• **Exercise directions**
Set the data down again, exactly as it reads, but without the pictures.

• **Data for this exercise**
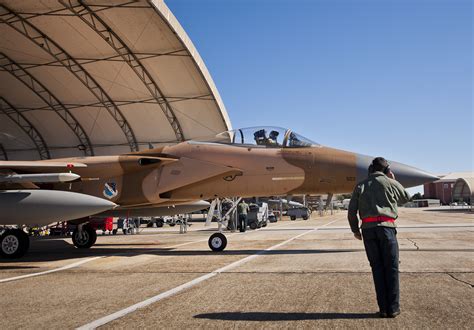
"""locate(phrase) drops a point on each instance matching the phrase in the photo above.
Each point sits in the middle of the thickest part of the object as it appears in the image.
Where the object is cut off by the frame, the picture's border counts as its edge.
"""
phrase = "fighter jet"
(252, 162)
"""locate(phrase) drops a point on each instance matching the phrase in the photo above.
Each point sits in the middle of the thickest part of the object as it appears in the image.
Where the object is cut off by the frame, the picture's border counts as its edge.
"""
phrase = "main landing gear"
(14, 243)
(217, 242)
(84, 236)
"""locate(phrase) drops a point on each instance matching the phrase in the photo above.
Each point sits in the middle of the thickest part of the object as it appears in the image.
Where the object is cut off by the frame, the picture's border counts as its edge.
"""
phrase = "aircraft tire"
(87, 240)
(14, 243)
(217, 242)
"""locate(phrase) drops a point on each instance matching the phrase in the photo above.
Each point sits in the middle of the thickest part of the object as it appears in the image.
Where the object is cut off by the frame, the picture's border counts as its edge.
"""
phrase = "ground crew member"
(243, 209)
(376, 198)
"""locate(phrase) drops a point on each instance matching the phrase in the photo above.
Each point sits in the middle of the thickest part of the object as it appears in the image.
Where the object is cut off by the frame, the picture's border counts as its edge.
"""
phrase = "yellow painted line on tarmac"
(172, 292)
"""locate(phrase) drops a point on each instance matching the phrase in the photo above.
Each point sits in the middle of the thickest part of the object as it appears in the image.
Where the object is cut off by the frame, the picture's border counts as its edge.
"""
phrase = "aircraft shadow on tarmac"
(276, 316)
(55, 250)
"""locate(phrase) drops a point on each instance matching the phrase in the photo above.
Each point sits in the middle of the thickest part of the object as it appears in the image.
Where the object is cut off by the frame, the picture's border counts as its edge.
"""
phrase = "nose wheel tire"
(14, 243)
(85, 238)
(217, 242)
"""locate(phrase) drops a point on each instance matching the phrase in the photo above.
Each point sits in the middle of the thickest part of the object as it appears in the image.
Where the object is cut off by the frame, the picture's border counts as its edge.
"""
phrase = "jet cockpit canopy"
(270, 137)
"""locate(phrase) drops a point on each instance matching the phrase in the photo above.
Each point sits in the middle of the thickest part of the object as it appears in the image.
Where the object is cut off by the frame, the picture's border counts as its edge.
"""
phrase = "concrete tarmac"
(303, 274)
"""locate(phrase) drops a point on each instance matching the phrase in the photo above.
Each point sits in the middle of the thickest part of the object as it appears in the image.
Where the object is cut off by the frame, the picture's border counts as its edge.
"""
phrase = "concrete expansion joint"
(414, 243)
(457, 279)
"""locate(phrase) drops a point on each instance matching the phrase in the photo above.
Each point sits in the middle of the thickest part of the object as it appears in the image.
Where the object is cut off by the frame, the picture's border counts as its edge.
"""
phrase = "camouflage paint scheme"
(192, 170)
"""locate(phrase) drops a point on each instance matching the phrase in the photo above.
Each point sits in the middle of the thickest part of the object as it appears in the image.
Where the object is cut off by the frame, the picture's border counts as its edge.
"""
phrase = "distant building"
(463, 190)
(443, 189)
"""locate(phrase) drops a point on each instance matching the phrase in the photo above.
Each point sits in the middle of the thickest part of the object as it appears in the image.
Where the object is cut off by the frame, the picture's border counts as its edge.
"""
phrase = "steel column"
(3, 153)
(26, 126)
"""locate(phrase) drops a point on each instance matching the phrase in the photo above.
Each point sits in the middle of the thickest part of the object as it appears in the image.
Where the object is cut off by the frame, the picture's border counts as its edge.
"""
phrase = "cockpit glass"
(268, 137)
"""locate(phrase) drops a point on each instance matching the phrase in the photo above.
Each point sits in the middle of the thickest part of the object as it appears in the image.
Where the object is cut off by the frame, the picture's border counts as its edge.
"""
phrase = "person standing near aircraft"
(376, 199)
(243, 209)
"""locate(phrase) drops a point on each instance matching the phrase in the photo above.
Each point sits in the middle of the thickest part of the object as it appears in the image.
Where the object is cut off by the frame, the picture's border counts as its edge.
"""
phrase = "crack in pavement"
(414, 243)
(459, 280)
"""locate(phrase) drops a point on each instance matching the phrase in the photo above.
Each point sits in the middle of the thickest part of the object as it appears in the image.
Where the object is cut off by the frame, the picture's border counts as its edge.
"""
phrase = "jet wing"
(190, 171)
(10, 179)
(37, 166)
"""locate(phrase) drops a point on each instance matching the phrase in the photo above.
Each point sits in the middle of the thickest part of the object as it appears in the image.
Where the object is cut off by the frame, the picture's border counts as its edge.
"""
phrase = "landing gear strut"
(14, 243)
(84, 236)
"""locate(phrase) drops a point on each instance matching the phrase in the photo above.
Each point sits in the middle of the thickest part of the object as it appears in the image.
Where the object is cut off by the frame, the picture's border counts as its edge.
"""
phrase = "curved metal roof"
(464, 189)
(99, 78)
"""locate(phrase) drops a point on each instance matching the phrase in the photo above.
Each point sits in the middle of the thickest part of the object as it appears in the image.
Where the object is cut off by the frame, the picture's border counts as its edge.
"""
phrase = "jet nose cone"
(408, 176)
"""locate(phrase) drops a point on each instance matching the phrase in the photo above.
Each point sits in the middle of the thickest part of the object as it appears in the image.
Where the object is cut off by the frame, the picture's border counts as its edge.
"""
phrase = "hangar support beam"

• **The answer**
"""locate(phrase) drops a point on each instance matching the phrase in the photo above.
Each point sits in the middle of the thickest part of the object as it appears in the image.
Where the object is cut off by the frame, the picture's border counts as its edge.
"""
phrase = "fighter jet"
(252, 162)
"""locate(phrase) drops a point on each instance matching the phrase in the photo above.
Each point sits in the middle of the thickest part of the object as it appears in the image.
Where the object is cut off by the frame, the picture's border counts as its edge.
"""
phrase = "main landing gear"
(14, 243)
(217, 242)
(84, 236)
"""locate(phrase) drops a point on each instance matching the phrase in the photo above.
Each point sits in the middle of the thickest part of the object as it appears in the image.
Where the object is cut off by the frame, the picture's border counts as its edge.
"""
phrase = "aircraft tire"
(87, 240)
(14, 243)
(217, 242)
"""locate(phrase) drops a point on each instance matching the phrase in the photo above.
Each point sits in the middle of the thickest part of the object as it appears in the image.
Where the object is cut off by the frame, the picture's border counts as its edge.
"""
phrase = "ground crew member"
(243, 209)
(376, 198)
"""locate(phrase) drops a point on each instance matching the phrase in the photo above.
Each point sits in the middle of the thickest part of the object as it appears in the image.
Where the object is cut off by the frame, the picture's border counts as its edge.
"""
phrase = "yellow painted line on tarmac"
(172, 292)
"""locate(phrase) drops a point on each instance matching the phrase in the photo above.
Each point sits in the middle of the thickest part of the object as it appears in the image.
Where the object is cut off by the frame, the picture's border counts as its edge.
"""
phrase = "aircraft shadow on tarmac"
(276, 316)
(55, 250)
"""locate(phrase) drops a point on each instance matching the phrase in the photo above.
Each point sits in the middle of the thickest part of the object as it appears in the image.
Where the object is cut off by the frame, the picture's border counts as its edge.
"""
phrase = "nose wheel tire"
(14, 243)
(85, 238)
(217, 242)
"""locate(phrase) drops a point on each instance matching the phrase in the photo above.
Each point sits in the middle of the thickest part of the object as it appears in the image.
Where the object is cut off by the frame, the picture's border counts as its edge.
"""
phrase = "jet cockpit canopy"
(270, 137)
"""locate(phrase) drops a point on each instance matching the phrase in the photo above.
Each point sits in the middle of the thickest part of the object as it appears in the image.
Where the object is cut off by the frame, the picture's border counts as its edge.
"""
phrase = "concrete tarmac"
(303, 274)
"""locate(phrase) drops a point on each instance matching the phrase in the photo above.
Each point sits in the middle of the thickest part of the object as it appears in the image.
Where the object is cut off by the frame, the picture's border counts as its edge.
"""
phrase = "concrete expansion joint"
(414, 243)
(457, 279)
"""locate(phrase) drops a point on each instance matching the phrase in the photo above.
Each point sits in the middle of the thickest part of the object as it appears in the image.
Where the object is cut off by the frame, the picture's border counts as its edge.
"""
phrase = "camouflage paint scheme"
(192, 170)
"""locate(phrase) drops a point on each instance matching the phrase in the photo above.
Each point sits in the middle of the thickest part of the object as it appears in the image.
Where the object is cut off by the frame, the picture's border counts as its edge.
"""
phrase = "distant building"
(463, 190)
(443, 189)
"""locate(phrase) drops a point on each instance matching the phrase in the photo above.
Each point sits in the middle of the thickest part of the object as it appears in the image.
Where the object is cut off by the frame, the picture's border counts as its edge.
"""
phrase = "steel column"
(3, 153)
(26, 126)
"""locate(phrase) drops a point on each instance matching the phrase in the photo above.
Each point sits in the middle of the thickest part of the object as it appears in the image.
Where the object is cut off by the frame, the picture's border counts as its edge.
"""
phrase = "cockpit glass"
(268, 137)
"""locate(phrase) drops a point on each instance matching the phrase in the photo above.
Each point sits in the middle of the thickest part of the object as it appears in the image.
Where the object is cut off by the frame, the picture's border counts as its edge.
"""
phrase = "person standing near aircraft"
(376, 199)
(243, 209)
"""locate(phrase) drops a point on each instance matching the phrase in the photo above.
Each point sits in the middle of the thickest part of the object as it appears in the image.
Where the object is cut off by the frame, the picture's border counts as its edge.
"""
phrase = "crack in pavement"
(414, 243)
(459, 280)
"""locate(phrase) drops a point on each instance matching the phrase in the photo above.
Each point sits in the middle of the thickest part of the object as it appears in the image.
Where the object is cut off by the frame, the picture's border counts as its edge.
"""
phrase = "jet wing"
(190, 171)
(10, 179)
(37, 166)
"""locate(phrase) drops a point on each instance matching the phrase in the photo above.
Each point sits in the middle of the thickest part of the object as it appears in the image.
Where the object is cut off by the frame, the picture's border counts as its edge.
"""
phrase = "landing gear strut"
(14, 243)
(84, 236)
"""locate(phrase) drops a point on each instance matching the phrase in the photo above.
Each point sits in the middle of the thickest part of the object as it appears in the image.
Where the object is cut off by the frame, the picture's border counts as its edge.
"""
phrase = "curved metal roof"
(464, 189)
(99, 78)
"""locate(phrase) drops a point on each instance matching the phrase in the photo above.
Each point sits in the middle of the thickest part of the object as it appears in the image.
Where the object is cut off by the frame, the picture's border counts as its edge.
"""
phrase = "jet nose cone"
(408, 176)
"""locate(phrase) drops a point on each instance matching the phrase in the photo above.
Each point sits in the middle of the thickest part of the object as it appears in the image.
Where the object is cut off by the frame, the picture's border counts as its edge.
"""
phrase = "hangar support beam"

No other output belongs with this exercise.